# SELECTED EXCERPT
# # # #

Fauna found in forest at Lost Eden
A beautiful exhibition in Dwellingup excites WILL YEOMAN
Timber stick figures with crocheted polypropylene heads — a bull, a ram, a pony, a dog — threaten to topple off the edge of their flat-earth of a table. Beyond them, their larger, more lifelike crocheted cousins strike various playful poses on plinths.
On the walls, flat, black crocheted animals resembling shadow puppets or cave paintings are leaping, sleeping or just plain dead, depending on your point of view. On the walls, too, are prints and paintings, in mixed media, of flora, fish, crustaceans and more, redolent of Old Master still lifes and their mouth-watering trompe l’oeil effects.
It’s fitting that this menagerie cavorting amid (forbidden?) fruits of sea and land should find itself in Dwellingup’s Lost Eden gallery. And that the exhibition itself should be called Everlasting 2. (2, because it was supposed to take place last year but like so many things in our lives was cancelled by COVID.)

# # # #

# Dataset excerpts
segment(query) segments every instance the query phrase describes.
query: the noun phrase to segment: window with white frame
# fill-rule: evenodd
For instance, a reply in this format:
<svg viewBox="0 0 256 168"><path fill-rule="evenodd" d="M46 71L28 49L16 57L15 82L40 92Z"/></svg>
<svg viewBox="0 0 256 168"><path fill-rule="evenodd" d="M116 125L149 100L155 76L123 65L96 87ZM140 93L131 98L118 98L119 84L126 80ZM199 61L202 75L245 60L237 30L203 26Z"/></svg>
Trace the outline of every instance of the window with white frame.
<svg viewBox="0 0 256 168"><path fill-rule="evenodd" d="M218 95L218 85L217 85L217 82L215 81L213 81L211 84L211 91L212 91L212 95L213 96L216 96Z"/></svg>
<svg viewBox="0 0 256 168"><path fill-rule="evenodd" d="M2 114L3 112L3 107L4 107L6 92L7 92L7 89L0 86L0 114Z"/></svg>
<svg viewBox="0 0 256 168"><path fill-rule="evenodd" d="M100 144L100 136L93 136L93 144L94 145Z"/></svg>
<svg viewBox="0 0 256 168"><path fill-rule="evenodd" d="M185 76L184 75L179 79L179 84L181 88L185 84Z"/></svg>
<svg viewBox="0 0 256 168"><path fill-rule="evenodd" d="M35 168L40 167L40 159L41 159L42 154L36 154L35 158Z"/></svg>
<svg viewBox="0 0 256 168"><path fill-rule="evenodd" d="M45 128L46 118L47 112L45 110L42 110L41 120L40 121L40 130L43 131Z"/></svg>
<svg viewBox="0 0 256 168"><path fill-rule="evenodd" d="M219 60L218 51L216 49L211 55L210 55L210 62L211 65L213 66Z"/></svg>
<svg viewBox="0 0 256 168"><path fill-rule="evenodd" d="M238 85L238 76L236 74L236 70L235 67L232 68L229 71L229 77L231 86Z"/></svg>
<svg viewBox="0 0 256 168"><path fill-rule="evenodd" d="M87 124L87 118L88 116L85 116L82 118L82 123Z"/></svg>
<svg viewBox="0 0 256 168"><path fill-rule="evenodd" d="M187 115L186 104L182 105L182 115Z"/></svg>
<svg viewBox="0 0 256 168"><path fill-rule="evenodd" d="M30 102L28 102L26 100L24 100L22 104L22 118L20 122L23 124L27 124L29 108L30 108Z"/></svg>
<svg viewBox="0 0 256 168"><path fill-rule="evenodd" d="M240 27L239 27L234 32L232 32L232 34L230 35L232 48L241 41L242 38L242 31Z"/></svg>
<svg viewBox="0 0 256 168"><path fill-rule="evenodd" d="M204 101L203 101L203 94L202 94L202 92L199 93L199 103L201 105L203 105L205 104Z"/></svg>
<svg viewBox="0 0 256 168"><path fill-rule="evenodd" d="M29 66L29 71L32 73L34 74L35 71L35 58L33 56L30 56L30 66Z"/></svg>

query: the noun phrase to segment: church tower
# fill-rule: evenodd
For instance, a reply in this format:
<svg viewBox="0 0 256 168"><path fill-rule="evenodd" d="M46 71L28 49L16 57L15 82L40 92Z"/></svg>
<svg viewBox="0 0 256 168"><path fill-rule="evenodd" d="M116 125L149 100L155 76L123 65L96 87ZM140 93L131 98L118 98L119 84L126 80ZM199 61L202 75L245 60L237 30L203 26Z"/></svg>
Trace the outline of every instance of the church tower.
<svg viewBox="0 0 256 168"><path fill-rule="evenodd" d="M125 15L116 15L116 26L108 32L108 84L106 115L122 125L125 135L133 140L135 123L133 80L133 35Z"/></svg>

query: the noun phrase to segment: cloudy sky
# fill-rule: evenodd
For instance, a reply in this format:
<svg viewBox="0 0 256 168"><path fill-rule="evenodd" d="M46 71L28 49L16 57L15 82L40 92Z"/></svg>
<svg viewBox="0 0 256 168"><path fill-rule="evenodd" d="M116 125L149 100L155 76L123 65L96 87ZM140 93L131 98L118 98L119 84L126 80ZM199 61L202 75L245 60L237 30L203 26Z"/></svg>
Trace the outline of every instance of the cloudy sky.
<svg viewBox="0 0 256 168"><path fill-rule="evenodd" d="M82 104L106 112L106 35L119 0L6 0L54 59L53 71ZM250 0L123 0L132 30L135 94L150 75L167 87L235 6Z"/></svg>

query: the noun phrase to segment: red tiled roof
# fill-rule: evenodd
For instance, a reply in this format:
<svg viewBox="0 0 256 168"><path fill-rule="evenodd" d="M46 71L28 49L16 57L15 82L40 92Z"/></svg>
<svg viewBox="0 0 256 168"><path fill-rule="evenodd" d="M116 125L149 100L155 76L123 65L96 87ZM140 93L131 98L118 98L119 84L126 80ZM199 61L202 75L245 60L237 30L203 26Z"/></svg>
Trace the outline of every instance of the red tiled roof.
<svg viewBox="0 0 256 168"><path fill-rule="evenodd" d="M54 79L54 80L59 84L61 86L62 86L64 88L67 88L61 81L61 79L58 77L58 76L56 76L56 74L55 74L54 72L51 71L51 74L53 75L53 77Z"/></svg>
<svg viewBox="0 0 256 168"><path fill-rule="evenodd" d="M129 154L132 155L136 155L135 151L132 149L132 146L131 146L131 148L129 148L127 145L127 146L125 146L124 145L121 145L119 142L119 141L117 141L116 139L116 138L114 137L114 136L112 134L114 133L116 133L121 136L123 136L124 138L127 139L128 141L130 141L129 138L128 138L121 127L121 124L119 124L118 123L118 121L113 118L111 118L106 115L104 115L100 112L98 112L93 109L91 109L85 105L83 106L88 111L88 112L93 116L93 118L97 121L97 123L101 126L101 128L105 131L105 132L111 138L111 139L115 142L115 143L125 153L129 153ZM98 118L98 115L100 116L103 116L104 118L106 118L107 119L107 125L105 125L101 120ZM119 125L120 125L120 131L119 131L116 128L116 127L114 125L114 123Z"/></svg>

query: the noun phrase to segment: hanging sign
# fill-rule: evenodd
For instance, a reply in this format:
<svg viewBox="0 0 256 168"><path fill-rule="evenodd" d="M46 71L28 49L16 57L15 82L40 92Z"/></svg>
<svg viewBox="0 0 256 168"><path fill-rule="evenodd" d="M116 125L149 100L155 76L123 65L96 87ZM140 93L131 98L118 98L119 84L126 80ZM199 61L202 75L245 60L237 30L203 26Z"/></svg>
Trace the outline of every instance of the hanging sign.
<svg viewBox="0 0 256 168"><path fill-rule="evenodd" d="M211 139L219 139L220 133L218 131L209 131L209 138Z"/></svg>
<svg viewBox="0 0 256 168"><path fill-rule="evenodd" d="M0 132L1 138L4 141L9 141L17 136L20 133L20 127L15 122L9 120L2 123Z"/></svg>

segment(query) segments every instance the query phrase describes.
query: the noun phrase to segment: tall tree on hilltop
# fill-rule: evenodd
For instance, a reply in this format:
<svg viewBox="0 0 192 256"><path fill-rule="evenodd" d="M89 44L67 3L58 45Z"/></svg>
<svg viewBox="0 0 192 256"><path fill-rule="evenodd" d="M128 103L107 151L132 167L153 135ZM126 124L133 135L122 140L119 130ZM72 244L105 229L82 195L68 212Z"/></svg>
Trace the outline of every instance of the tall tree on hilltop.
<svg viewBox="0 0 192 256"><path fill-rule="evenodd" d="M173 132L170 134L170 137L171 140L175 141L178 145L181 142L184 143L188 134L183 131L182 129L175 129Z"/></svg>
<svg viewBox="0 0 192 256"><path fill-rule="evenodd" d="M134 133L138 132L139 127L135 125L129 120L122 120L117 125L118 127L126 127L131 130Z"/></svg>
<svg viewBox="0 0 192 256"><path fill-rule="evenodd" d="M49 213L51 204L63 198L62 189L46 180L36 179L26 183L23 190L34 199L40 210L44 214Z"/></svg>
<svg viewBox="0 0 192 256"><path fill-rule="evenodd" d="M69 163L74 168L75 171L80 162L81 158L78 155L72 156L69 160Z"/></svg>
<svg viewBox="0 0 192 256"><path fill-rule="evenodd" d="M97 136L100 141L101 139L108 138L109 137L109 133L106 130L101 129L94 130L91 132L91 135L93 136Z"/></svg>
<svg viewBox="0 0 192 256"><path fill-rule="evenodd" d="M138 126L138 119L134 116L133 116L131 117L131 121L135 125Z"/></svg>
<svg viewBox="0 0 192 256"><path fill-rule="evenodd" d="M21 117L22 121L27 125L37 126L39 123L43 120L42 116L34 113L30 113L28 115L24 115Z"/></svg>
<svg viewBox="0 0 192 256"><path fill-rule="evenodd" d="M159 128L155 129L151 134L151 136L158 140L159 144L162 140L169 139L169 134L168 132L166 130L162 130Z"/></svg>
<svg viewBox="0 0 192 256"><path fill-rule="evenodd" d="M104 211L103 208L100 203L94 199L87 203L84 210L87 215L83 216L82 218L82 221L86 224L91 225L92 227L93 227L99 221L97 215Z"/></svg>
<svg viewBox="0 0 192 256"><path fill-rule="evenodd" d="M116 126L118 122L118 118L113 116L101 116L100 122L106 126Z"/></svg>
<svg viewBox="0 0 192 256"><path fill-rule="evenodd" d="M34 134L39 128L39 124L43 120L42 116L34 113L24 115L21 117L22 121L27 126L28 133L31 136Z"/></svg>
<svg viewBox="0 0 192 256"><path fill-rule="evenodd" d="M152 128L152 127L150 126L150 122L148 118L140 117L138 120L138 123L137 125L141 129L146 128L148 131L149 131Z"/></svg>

# # # #

# ACTION ITEM
Rename "shadow puppets" as "silhouettes" and write out everything in the exhibition review from "On the walls, flat, black" down to "trompe l’oeil effects." with that change. Rely only on the text.

# EXERCISE RESULT
On the walls, flat, black crocheted animals resembling silhouettes or cave paintings are leaping, sleeping or just plain dead, depending on your point of view. On the walls, too, are prints and paintings, in mixed media, of flora, fish, crustaceans and more, redolent of Old Master still lifes and their mouth-watering trompe l’oeil effects.